◆ **WHAT YOU NEED TO DO**
This exercise calls for every record to be returned exactly, with pictures removed.

(Dataset entries)

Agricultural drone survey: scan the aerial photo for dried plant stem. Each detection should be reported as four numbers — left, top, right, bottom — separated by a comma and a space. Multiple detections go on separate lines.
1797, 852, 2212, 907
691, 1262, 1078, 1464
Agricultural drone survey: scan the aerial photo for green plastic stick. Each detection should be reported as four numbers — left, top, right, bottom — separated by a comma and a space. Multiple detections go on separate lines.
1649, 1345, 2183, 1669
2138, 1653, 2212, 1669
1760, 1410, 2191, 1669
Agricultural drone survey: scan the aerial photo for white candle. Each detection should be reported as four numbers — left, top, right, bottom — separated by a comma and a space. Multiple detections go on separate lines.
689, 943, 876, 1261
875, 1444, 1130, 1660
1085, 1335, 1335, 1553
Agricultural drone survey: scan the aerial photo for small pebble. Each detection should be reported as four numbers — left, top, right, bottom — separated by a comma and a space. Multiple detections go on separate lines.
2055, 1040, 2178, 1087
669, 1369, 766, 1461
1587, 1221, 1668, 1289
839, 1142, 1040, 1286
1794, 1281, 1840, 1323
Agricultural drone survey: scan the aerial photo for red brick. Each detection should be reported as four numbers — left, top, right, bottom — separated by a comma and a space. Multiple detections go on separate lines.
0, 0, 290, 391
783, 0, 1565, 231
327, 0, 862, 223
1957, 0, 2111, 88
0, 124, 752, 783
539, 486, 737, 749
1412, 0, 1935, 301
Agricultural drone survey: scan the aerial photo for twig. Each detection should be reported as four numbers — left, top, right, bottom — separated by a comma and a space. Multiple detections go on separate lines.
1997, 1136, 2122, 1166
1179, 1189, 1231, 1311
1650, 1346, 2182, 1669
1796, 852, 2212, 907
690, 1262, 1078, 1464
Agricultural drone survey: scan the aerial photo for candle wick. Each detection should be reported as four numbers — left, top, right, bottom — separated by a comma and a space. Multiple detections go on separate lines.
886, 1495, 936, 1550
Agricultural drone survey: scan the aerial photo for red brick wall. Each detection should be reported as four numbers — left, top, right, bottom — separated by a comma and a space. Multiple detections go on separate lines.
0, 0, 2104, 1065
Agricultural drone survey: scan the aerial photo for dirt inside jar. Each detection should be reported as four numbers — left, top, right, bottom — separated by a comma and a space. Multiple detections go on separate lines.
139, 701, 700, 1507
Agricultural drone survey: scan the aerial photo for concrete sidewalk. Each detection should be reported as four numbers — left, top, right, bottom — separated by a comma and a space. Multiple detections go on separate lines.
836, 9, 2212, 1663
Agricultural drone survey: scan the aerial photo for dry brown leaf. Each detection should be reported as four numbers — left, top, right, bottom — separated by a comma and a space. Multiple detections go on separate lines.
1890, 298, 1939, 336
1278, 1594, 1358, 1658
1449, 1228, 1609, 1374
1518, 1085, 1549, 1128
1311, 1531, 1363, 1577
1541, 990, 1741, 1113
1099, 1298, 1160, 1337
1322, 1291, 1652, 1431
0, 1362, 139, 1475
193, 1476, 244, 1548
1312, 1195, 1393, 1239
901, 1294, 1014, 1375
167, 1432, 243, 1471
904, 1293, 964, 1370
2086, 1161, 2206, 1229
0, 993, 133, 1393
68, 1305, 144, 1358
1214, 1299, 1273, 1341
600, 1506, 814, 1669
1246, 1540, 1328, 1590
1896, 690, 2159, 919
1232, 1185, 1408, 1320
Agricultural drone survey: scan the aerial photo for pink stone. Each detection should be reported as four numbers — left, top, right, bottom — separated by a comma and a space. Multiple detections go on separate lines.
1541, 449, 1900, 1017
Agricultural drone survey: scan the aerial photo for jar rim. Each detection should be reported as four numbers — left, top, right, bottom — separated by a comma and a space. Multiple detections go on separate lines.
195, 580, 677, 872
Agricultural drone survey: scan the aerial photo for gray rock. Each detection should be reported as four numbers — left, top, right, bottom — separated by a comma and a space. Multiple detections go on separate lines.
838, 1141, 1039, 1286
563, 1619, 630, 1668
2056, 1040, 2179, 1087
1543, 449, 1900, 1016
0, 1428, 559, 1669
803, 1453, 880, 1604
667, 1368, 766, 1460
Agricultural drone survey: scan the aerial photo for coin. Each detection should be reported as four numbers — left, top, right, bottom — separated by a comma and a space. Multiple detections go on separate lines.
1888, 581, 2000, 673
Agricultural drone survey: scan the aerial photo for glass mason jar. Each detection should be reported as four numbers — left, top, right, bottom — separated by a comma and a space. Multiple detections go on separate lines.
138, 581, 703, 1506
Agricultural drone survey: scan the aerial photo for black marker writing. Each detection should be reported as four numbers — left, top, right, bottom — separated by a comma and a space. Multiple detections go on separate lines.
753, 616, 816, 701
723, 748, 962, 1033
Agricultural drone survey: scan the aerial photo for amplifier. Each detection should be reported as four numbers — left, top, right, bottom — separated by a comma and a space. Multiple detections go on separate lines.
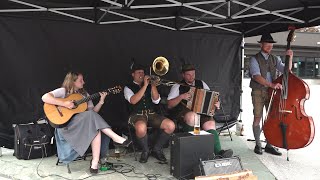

◆ **ANSWER TO THE EXERCISE**
Agricultural drone survey: scan the aerial photo for dried plant stem. Each detection should be reported as four numbers — left, top, right, bottom — separated by a comma and a space. Multiple detections go on separate lines.
1797, 852, 2212, 907
691, 1262, 1078, 1464
Agricultural drone survey: scan the aerial photo for green plastic stick. Each detection should be reported as four numbers — left, top, right, bottom — separated by a comma and a space. Multiple detections go on separate lines.
1649, 1345, 2183, 1669
2138, 1653, 2212, 1669
1760, 1410, 2191, 1669
Agricultural drone survey: scan the aerial photo for white candle. Each detection should be reported as four numbers — left, top, right, bottom — separated by a comma and a space. Multiple detections go on separate lines.
689, 943, 876, 1261
875, 1444, 1130, 1660
1085, 1335, 1335, 1553
Agricultural drone survey: scan the aerial photo for small pebble. Each detection should be reported as four numbers — left, top, right, bottom — separated by a comma and a space. Multiple detections go on separate lines.
2055, 1040, 2178, 1087
669, 1369, 766, 1461
1587, 1221, 1668, 1289
839, 1142, 1040, 1286
1794, 1281, 1840, 1323
Agricultural drone survey: scan the aerial photo for red brick. Each detection should be reported as four numbers — left, top, right, bottom — separated by a comma and a space. Multiple detections go on separate lines.
0, 0, 290, 391
783, 0, 1565, 231
327, 0, 862, 223
1957, 0, 2111, 88
0, 124, 752, 783
539, 486, 737, 749
1412, 0, 1935, 301
Agricultural drone survey: scan the aerial photo for twig. Each detection should be reported as four numbers — left, top, right, bottom — separated by a comma and a space. Multiple detections go on separate lines.
1997, 1136, 2122, 1166
1179, 1189, 1231, 1311
1650, 1346, 2182, 1669
1796, 852, 2212, 907
690, 1262, 1078, 1464
Agricultural drone survey: scan the aerial photo for candle wick. Each detection should be reported as four numbers — left, top, right, bottom — separated by a comma and a space. Multiple detections go on separate lines.
886, 1495, 936, 1550
Agricultural drone survey: scan the aerial photo for red brick wall. Each detection should be reported as four numbers — left, top, right, bottom — separated by a comma and a space. Multiple detections go on separate lines.
0, 0, 2104, 1065
Agricultural drone survey: scan the aerial photo for dirt inside jar. Each detection should be reported as four numbers — left, top, right, bottom — separated by a comma and a space. Multiple detections go on separate lines.
139, 701, 700, 1507
Agricultural drone survey: scan the aerial photo for concrete sidewalk. Each detection should be reported as four numbers — left, top, right, bottom — separated by a comma and a space. Multiple detections go on separate lines.
836, 9, 2212, 1663
Agricultural drone survey: scan the aerial photo for dry brown leaf. Each detection should be reported as four numbers — left, top, right, bottom — separated by a comma and a space. Multiple detections go on separate lines.
1890, 298, 1939, 336
1278, 1594, 1358, 1658
1449, 1228, 1609, 1374
1518, 1085, 1549, 1128
1311, 1531, 1363, 1577
1541, 990, 1741, 1113
1099, 1298, 1160, 1337
1322, 1291, 1652, 1431
0, 1362, 139, 1475
193, 1476, 244, 1548
1312, 1195, 1393, 1239
901, 1294, 1014, 1375
167, 1432, 243, 1471
904, 1293, 964, 1370
2086, 1161, 2206, 1229
0, 993, 133, 1393
68, 1305, 144, 1358
1214, 1299, 1273, 1341
600, 1506, 814, 1669
1246, 1540, 1328, 1590
1896, 690, 2159, 919
1232, 1185, 1408, 1320
Agricultural drone survey: scan the aerial photo for pink stone. Each detection should be reported as four numbers — left, top, right, bottom — separated by a comma and a space. Multiple detections go on separate lines.
1541, 449, 1900, 1017
Agricultural drone survey: scan the aerial photo for jar rim. Each detection should be reported as four numbers — left, top, right, bottom — separated by a comma and a space. Multiple detections go on separate lines.
195, 580, 677, 872
Agricultural drone survey: scan the aerial photo for gray rock. Each detection should be reported as four numbers — left, top, right, bottom — separated by a comma and a space. Multiple detections go on separate lines.
838, 1141, 1039, 1286
563, 1619, 630, 1668
2056, 1040, 2179, 1087
1543, 449, 1900, 1016
0, 1428, 559, 1669
803, 1453, 880, 1604
667, 1368, 766, 1460
Agricultural drone survey: scan the aerial photo for coin. Each detection should be reported as four numbers — left, top, right, bottom — separated by a comma and a space. Multiple detections go on separate lines.
1888, 581, 2000, 673
Agricultural drone survey: scan the aerial photo for glass mason jar. Each detection should be reported as four numbers — left, top, right, bottom — separated by a comma and a space. Multiple detections go on separate lines.
138, 581, 703, 1506
Agricultural drone survey: scan the aerial photo for black marker writing. Each detection should be reported as four numbers — left, top, right, bottom — separated by a comma and a space. Multiple detections go on separate lines.
753, 616, 816, 701
723, 748, 962, 1033
Agricultural drone survey: scan the aerial photo for amplifier. Each detection should be reported as four numbers — left, top, right, bottom — separated by a comma and a space. Multiple detections go on separate lines.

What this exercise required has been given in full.